▶ **DOCUMENT EXTRACT**:
>>>

Farnborough Dramatic Society has been entertaining the people of Farnborough Village and it’s surrounds for 75 years. Born in 1941 as a result of a Kent Education Committee evening class, the membership was largely sourced from the Farnborough Boys and Girls Clubs. The appointment of Dorothy St C Shadwell, a speech and drama teacher to run the class was, in the words of one founder member, “inspired!” She created the nucleus of what, in 1950, was officially named Farnborough Dramatic Society. During the early days, the group focussed on reading one act plays then performing them at social events for friends and groups. They advanced to three act plays and by the end of 1942 Miss Shadwell was sufficiently confident to put on their first public performance of a three-act play.

That production, in 1943, was Arnold Ridley’s ‘The Ghost Train’. Men and materials were scarce during the war, but FDS, ever resourceful, acquired grave digger’s boards from the local undertaker to extend the tiny stage and build the set, a series of light bulbs in coco tins became the footlights and two of the male parts were played by the ladies. ‘She was, as they say, “up and running!”. Productions remained at one a year throughout the 1940s, the in 1951 expanded to three. The society reduced to two between 1952-1960, before picking back up to three in 1961, which has continued to the present day.

In 1983, they revived ‘The Ghost Train; as their 100th production, coinciding with their 40th anniversary. Although none of the original cast members performed in the production, several appeared on stage at the final curtain call, to help celebrate that terrific milestone.

Farnborough Dramatic Society is first and foremost a family of friends with a mutual love of theatre and performance. The societies longest standing families the Abbotts and the Walkers have provided three generations of members to grace the Farnborough stage and are still going strong! Some past members have been so bitten by the theatrical bug, that they have gone on to turn professional and make it their careers. Peter Sowerbutts left in the mid 1970s and in 1979 took the lead in ‘The Mousetrap’ in the West End. Jill Burrington appeared in the West End in ‘Rainbow’ and toured ‘Shirley Valentine’ working extensively for impresario Bill Kenright. Lynda Goddard is a very successful singer and musician with several gold discs to her name, and Nic Gasson after more than 20 years with FDS, finally decided to turn professional in the mid 1990s and has since appeared on TV in ‘Doctors’ ‘EastEnders’ and ‘Merlin’, as well as sharing a TV advert with William Shatner!

<<<

▶ **GOAL A**: From the Farnborough Dramatic Society text, write out the stretch from "That production, in" through "that terrific milestone.".
▶ **GOAL B**:
For each statement, decide whether it agrees with the Farnborough Dramatic Society text. Answer yes or no, and quote the text's deciding words.
(i) The society received its official name in 1950.
(ii) The society's first public three-act production was staged in 1941.
(iii) Several original cast members acted in the 1983 revival of 'The Ghost Train'.
▶ **GOAL C**:
Answer these questions from the Farnborough Dramatic Society text.
(i) From whom did the society get the grave digger's boards used to extend the stage?
(ii) In which play did Peter Sowerbutts take the lead in the West End in 1979?
(iii) How many productions a year has the society staged since 1961?
The data that comes after this text has no connection to it.

▶ **DATA SHOWN**:

>>>

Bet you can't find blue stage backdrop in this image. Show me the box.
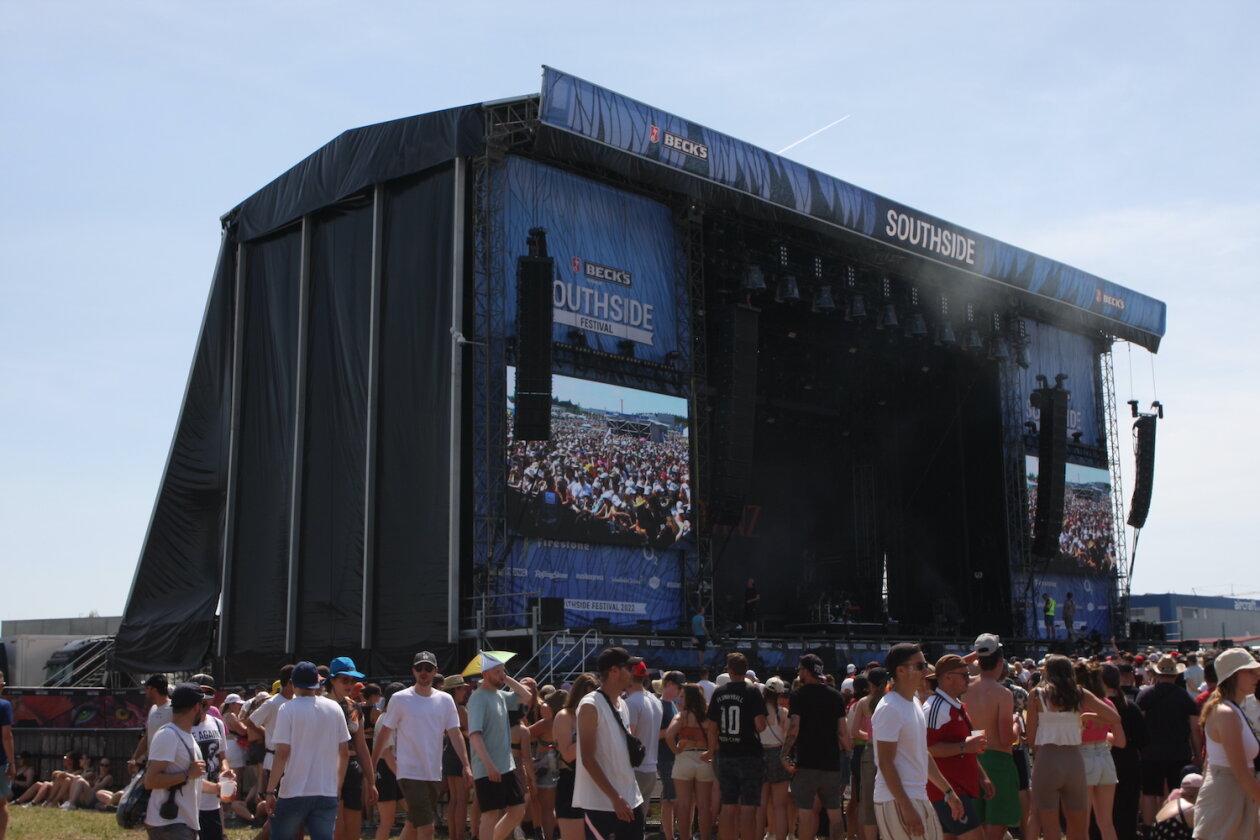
[1019,321,1105,447]
[539,68,1167,349]
[496,157,689,363]
[503,536,683,630]
[1026,574,1115,642]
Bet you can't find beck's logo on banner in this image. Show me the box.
[552,257,656,346]
[648,126,708,160]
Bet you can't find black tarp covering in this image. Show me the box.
[226,225,302,674]
[369,170,455,674]
[113,237,236,671]
[223,105,485,242]
[297,199,372,662]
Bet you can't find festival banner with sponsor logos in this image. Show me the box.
[1019,321,1105,448]
[500,538,683,630]
[495,157,689,363]
[539,68,1167,349]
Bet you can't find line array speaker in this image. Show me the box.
[514,228,554,441]
[1129,414,1155,528]
[709,306,759,525]
[1032,387,1070,558]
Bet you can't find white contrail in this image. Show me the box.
[775,113,853,155]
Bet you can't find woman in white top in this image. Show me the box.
[753,676,791,840]
[1194,647,1260,840]
[1028,654,1120,840]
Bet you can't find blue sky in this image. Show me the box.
[0,0,1260,620]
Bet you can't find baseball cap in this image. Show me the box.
[934,654,966,678]
[971,633,1002,656]
[292,660,321,690]
[796,654,827,679]
[188,674,214,694]
[328,656,363,680]
[595,647,643,674]
[170,683,205,712]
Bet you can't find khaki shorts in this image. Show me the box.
[398,778,442,829]
[673,749,717,782]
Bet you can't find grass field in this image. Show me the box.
[5,806,257,840]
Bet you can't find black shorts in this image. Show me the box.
[556,767,582,820]
[476,773,525,814]
[341,758,363,811]
[583,809,646,840]
[377,758,402,802]
[1011,747,1028,791]
[442,738,466,776]
[1142,758,1189,796]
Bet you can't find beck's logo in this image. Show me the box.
[571,257,634,286]
[648,126,708,160]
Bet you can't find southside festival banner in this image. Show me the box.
[496,157,689,364]
[539,68,1167,350]
[500,538,683,630]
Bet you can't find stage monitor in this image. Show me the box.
[1024,455,1115,574]
[507,368,693,549]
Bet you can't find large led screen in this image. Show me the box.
[507,368,693,549]
[1024,455,1115,573]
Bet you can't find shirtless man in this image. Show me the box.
[966,633,1021,840]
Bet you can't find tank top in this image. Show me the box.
[1037,689,1081,747]
[1205,703,1260,767]
[573,690,643,811]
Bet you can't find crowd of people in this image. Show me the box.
[507,412,692,548]
[1028,480,1115,572]
[5,633,1260,840]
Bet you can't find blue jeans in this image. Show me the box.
[271,796,336,840]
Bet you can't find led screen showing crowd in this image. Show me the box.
[1024,455,1115,572]
[507,368,693,548]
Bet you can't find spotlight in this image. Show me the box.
[740,266,766,295]
[775,275,800,304]
[810,283,835,312]
[849,292,866,321]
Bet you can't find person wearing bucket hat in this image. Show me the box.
[1137,654,1203,825]
[1194,647,1260,840]
[326,656,377,837]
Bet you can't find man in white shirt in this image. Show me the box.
[573,647,644,840]
[267,662,350,840]
[145,683,205,840]
[625,662,665,816]
[372,650,473,840]
[127,674,170,773]
[244,665,294,793]
[871,642,964,840]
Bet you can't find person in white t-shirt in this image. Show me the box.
[372,650,473,840]
[573,647,644,840]
[267,662,350,840]
[145,684,205,840]
[625,662,665,816]
[127,674,170,775]
[871,642,963,840]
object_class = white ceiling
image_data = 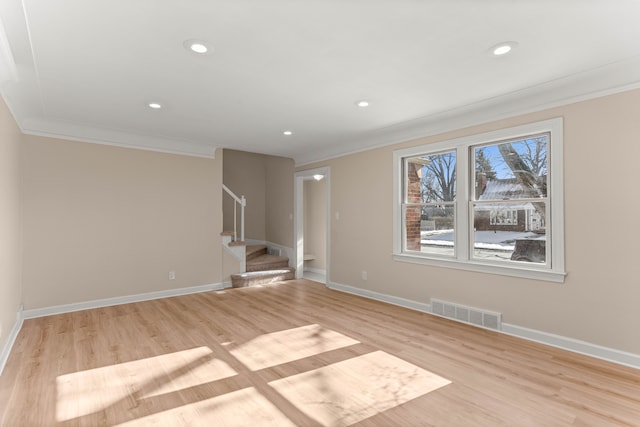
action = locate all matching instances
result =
[0,0,640,164]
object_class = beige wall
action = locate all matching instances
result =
[224,150,294,247]
[304,90,640,354]
[0,98,22,350]
[223,150,267,240]
[23,136,223,309]
[266,156,295,248]
[303,180,327,270]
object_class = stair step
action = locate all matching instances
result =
[246,245,267,261]
[231,267,296,288]
[246,254,289,271]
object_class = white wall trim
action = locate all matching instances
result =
[304,267,327,274]
[0,305,24,375]
[22,283,224,319]
[327,282,640,369]
[327,282,431,314]
[502,323,640,369]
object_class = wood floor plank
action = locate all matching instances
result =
[0,280,640,427]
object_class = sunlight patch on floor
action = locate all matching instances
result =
[269,351,451,426]
[56,347,237,421]
[230,324,360,371]
[118,387,295,427]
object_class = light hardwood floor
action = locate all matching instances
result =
[0,280,640,427]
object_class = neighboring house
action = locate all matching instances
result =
[474,178,545,231]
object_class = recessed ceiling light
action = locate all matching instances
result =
[489,42,518,56]
[182,39,210,55]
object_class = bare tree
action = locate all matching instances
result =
[421,152,456,202]
[498,137,547,222]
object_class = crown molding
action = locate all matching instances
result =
[294,55,640,167]
[21,119,218,159]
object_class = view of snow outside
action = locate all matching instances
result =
[420,230,545,261]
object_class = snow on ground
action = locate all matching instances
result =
[420,230,545,251]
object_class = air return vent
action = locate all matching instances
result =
[431,298,502,331]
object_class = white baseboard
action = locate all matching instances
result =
[327,282,431,314]
[327,282,640,369]
[22,283,224,319]
[502,323,640,369]
[0,306,24,375]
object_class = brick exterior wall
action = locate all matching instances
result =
[405,163,422,251]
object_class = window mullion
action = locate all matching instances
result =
[455,145,471,261]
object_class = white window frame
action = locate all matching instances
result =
[393,118,566,283]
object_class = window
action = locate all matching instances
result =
[394,119,565,282]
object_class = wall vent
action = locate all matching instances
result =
[431,298,502,331]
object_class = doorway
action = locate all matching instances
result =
[294,167,331,284]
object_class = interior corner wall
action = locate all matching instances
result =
[298,90,640,354]
[223,150,267,241]
[223,150,295,248]
[0,98,22,354]
[22,135,222,309]
[265,156,295,248]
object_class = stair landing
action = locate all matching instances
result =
[231,245,295,288]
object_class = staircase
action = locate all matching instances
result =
[231,245,295,288]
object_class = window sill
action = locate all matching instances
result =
[393,254,567,283]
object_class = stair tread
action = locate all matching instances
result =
[247,254,289,265]
[246,245,267,261]
[231,267,296,288]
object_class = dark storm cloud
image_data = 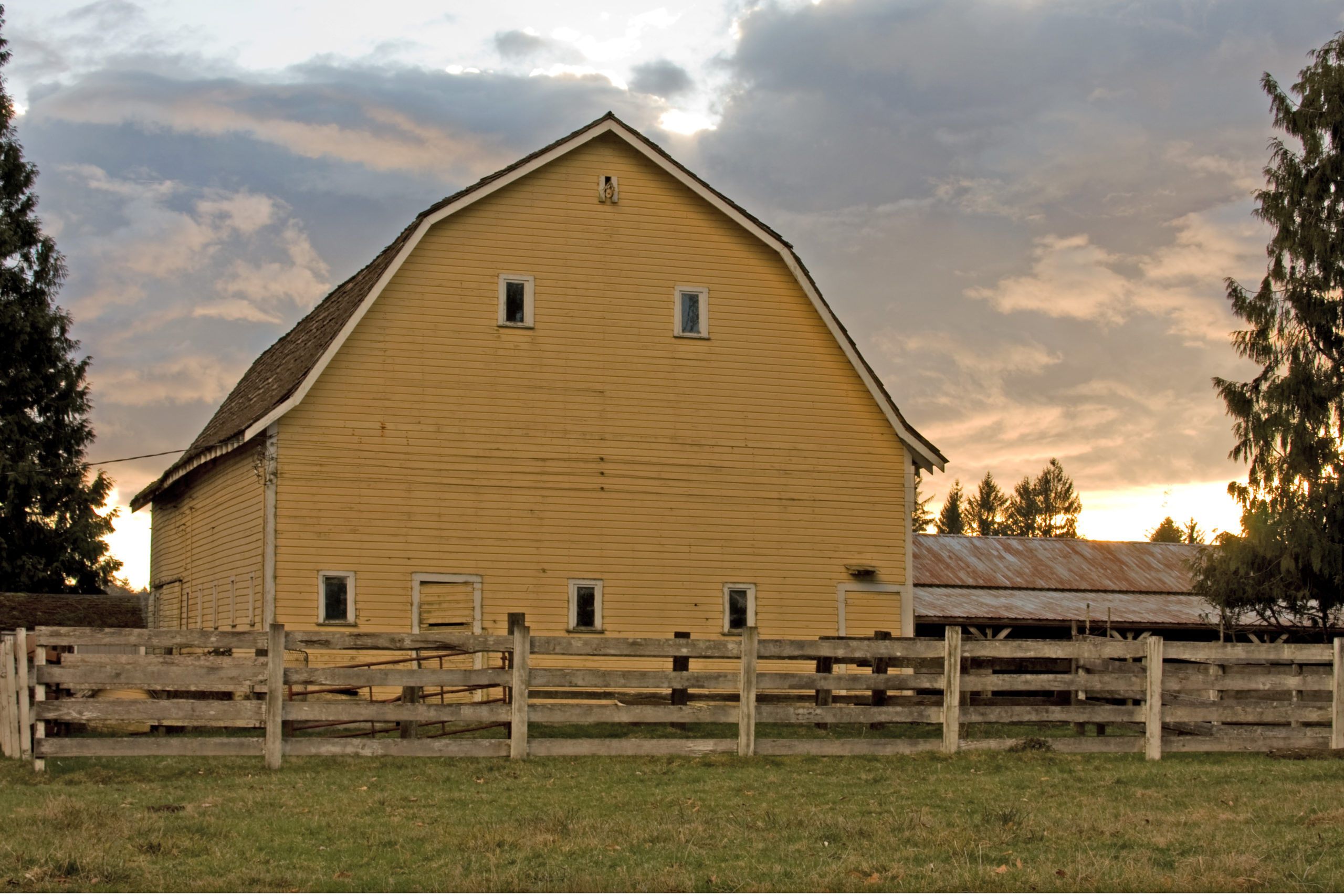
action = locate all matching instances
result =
[631,59,695,99]
[696,0,1340,502]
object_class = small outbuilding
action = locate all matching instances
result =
[914,535,1258,641]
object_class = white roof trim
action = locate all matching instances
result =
[242,120,943,470]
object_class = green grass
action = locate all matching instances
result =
[0,741,1344,891]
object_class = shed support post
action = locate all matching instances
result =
[738,626,758,756]
[1330,638,1344,750]
[266,622,285,768]
[942,626,961,752]
[1144,636,1162,761]
[508,620,532,759]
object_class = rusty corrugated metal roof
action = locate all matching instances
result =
[914,535,1199,596]
[915,586,1217,634]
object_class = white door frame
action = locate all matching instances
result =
[411,572,481,634]
[836,582,915,638]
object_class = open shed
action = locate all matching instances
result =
[914,535,1282,641]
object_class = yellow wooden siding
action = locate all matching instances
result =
[269,131,907,637]
[151,440,265,629]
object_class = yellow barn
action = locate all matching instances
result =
[132,114,946,652]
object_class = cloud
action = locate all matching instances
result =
[967,203,1266,343]
[495,29,586,65]
[631,59,694,99]
[90,355,246,407]
[28,63,662,183]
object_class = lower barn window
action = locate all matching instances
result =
[317,570,355,625]
[570,579,602,631]
[723,582,755,634]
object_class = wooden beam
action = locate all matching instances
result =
[738,626,759,756]
[1144,638,1162,761]
[265,622,285,769]
[32,641,47,771]
[508,623,532,759]
[942,626,961,752]
[528,737,738,756]
[40,737,265,756]
[1330,638,1344,750]
[14,629,32,759]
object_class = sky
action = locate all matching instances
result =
[4,0,1344,587]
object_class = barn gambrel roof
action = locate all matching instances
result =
[130,111,948,511]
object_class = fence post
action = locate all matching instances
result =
[738,626,757,756]
[401,687,419,740]
[508,622,532,759]
[1330,638,1344,750]
[266,622,285,768]
[1144,636,1162,761]
[868,631,891,731]
[816,657,836,731]
[14,629,32,759]
[0,634,19,759]
[672,631,691,731]
[942,626,961,752]
[32,641,47,771]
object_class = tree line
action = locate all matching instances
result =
[911,458,1083,539]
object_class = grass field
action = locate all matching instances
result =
[0,731,1344,891]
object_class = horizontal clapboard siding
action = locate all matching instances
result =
[151,440,265,629]
[265,139,907,642]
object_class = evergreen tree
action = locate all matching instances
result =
[1032,458,1083,539]
[1180,517,1204,544]
[910,471,933,532]
[0,7,121,594]
[938,480,967,535]
[1196,34,1344,637]
[967,471,1008,536]
[1148,517,1185,544]
[1003,476,1040,539]
[1001,458,1083,539]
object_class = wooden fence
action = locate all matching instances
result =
[0,620,1344,769]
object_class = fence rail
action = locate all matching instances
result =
[0,617,1344,768]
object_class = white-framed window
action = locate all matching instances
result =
[499,274,536,326]
[672,286,710,339]
[723,582,755,634]
[570,579,602,631]
[317,570,355,626]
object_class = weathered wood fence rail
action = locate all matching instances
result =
[0,619,1344,768]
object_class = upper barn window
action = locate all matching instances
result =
[672,286,710,339]
[499,274,536,326]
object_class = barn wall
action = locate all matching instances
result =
[151,439,264,629]
[267,137,909,637]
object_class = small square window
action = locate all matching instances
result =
[723,582,755,634]
[570,579,602,631]
[317,570,355,625]
[499,274,535,328]
[672,286,710,339]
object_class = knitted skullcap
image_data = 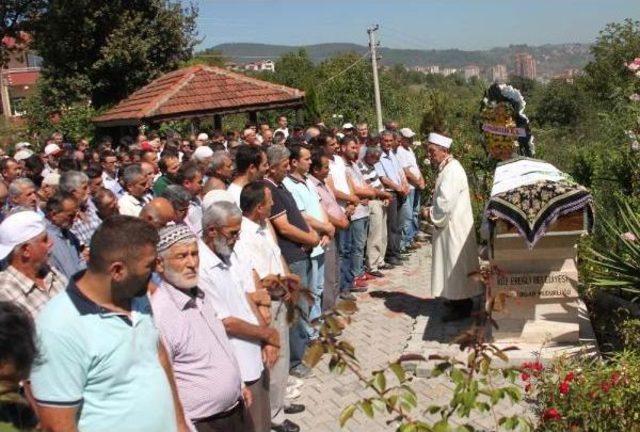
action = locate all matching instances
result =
[157,224,198,253]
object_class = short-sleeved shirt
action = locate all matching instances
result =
[152,174,173,197]
[375,151,402,190]
[282,175,325,258]
[71,199,102,246]
[102,172,124,198]
[396,146,421,189]
[198,241,264,382]
[151,281,242,420]
[264,179,310,264]
[347,163,369,220]
[227,182,242,208]
[31,274,177,432]
[358,161,384,190]
[184,197,202,237]
[309,176,344,223]
[0,265,67,318]
[46,220,86,279]
[234,217,285,279]
[329,155,351,194]
[118,192,146,217]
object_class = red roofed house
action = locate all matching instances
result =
[0,35,42,119]
[93,65,304,129]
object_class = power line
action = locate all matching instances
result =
[316,51,370,88]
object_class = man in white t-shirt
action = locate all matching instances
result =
[227,145,269,207]
[396,128,425,249]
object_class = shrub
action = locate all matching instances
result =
[521,351,640,432]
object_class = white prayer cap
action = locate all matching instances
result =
[13,148,33,161]
[193,146,213,161]
[44,143,62,156]
[42,173,60,186]
[400,128,416,138]
[202,189,235,210]
[428,132,453,148]
[0,210,46,259]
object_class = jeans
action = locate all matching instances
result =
[409,189,422,240]
[349,217,369,278]
[386,192,405,258]
[336,228,353,293]
[322,236,340,312]
[289,258,311,369]
[305,254,325,339]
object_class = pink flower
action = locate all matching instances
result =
[542,408,562,420]
[620,231,638,242]
[626,57,640,72]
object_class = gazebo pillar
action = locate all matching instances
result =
[213,114,222,132]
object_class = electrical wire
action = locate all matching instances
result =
[316,51,371,89]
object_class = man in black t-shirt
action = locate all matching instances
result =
[264,145,320,377]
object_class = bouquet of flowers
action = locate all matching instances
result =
[480,84,535,160]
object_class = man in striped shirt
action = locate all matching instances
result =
[357,146,391,277]
[151,225,248,432]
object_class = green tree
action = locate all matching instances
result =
[0,0,46,69]
[584,19,640,102]
[533,80,587,127]
[267,49,317,91]
[35,0,197,108]
[509,75,538,99]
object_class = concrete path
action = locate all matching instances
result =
[289,246,529,432]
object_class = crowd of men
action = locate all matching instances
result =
[0,116,460,432]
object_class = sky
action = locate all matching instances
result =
[194,0,640,50]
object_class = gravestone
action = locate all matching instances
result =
[491,213,584,346]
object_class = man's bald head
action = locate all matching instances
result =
[140,198,176,229]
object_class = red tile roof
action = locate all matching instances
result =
[93,65,304,126]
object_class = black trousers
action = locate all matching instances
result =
[193,401,253,432]
[386,192,406,258]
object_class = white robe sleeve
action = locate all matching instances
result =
[429,170,460,228]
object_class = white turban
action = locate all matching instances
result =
[428,132,453,148]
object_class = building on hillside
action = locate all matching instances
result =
[244,60,276,72]
[440,68,458,76]
[413,65,440,74]
[464,65,480,81]
[553,69,582,84]
[516,53,537,79]
[489,65,509,83]
[0,34,42,119]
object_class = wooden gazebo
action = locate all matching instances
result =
[93,65,304,129]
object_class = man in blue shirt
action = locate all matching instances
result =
[31,216,188,432]
[375,130,409,265]
[44,192,86,279]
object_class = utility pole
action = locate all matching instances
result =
[367,24,382,132]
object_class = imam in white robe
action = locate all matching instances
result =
[430,158,480,300]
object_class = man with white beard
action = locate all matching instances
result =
[428,133,480,322]
[151,225,251,432]
[198,201,280,432]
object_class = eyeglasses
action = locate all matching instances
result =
[220,230,240,240]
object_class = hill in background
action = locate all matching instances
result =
[201,43,591,76]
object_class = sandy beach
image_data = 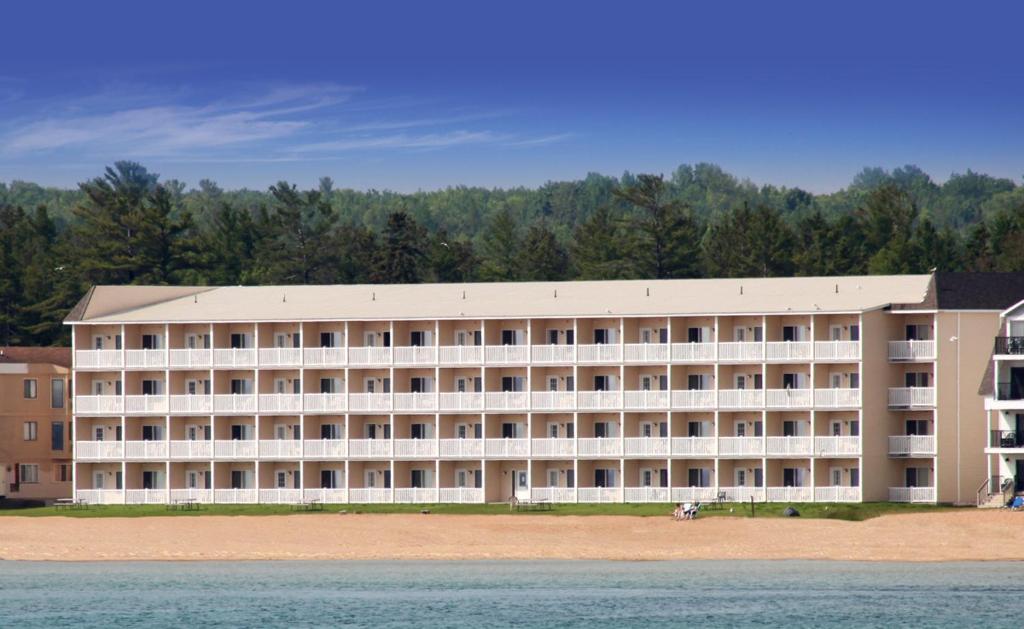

<<<

▶ **WRITTEN RESPONSE A**:
That production, in 1943, was Arnold Ridley’s ‘The Ghost Train’. Men and materials were scarce during the war, but FDS, ever resourceful, acquired grave digger’s boards from the local undertaker to extend the tiny stage and build the set, a series of light bulbs in coco tins became the footlights and two of the male parts were played by the ladies. ‘She was, as they say, “up and running!”. Productions remained at one a year throughout the 1940s, the in 1951 expanded to three. The society reduced to two between 1952-1960, before picking back up to three in 1961, which has continued to the present day.

In 1983, they revived ‘The Ghost Train; as their 100th production, coinciding with their 40th anniversary. Although none of the original cast members performed in the production, several appeared on stage at the final curtain call, to help celebrate that terrific milestone.

▶ **WRITTEN RESPONSE B**:
(i) Yes: "in 1950, was officially named Farnborough Dramatic Society"
(ii) No: "That production, in 1943, was Arnold Ridley’s ‘The Ghost Train’."
(iii) No: "none of the original cast members performed in the production"

▶ **WRITTEN RESPONSE C**:
(i) The local undertaker
(ii) 'The Mousetrap'
(iii) Three